## Data for the task
★ ★ ★ ★ ★
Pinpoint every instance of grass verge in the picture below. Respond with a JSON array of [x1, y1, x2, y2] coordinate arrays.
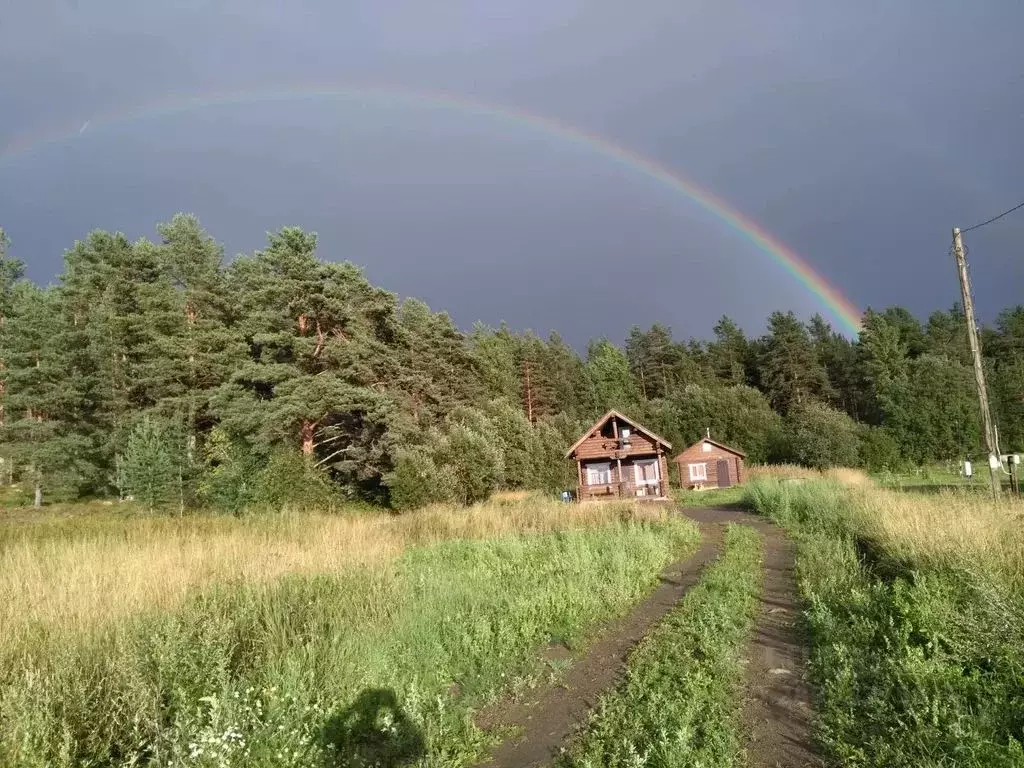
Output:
★ ★ ★ ★ ★
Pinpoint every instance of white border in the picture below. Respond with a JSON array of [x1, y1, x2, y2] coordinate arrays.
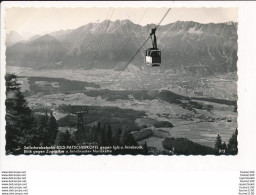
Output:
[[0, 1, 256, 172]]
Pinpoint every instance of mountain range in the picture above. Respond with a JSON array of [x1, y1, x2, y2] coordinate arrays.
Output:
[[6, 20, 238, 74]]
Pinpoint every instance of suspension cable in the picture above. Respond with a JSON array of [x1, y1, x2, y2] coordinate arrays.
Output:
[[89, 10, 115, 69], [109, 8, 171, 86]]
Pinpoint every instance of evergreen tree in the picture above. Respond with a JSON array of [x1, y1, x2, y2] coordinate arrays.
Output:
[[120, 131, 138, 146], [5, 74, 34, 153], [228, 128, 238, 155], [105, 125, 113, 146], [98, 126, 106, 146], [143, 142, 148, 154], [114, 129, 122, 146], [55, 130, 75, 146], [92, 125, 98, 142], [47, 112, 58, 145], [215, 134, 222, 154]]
★ ★ ★ ★ ★
## Your task
Reproduce the entries verbatim, beginning with the line that contains "Pinpoint every instance of evergreen" and continuing through the line that contains "134, 222, 154]]".

## Completed exercise
Pinpoint every instance of evergreen tree in the picture above. Respond with a JSON array of [x1, y1, x2, y2] coordinate arrays.
Output:
[[120, 131, 138, 146], [5, 74, 34, 153], [228, 128, 238, 155], [105, 125, 113, 146], [98, 126, 106, 146], [143, 142, 148, 154], [114, 129, 122, 146], [55, 130, 75, 146], [92, 125, 98, 142], [47, 112, 58, 145], [215, 134, 222, 154]]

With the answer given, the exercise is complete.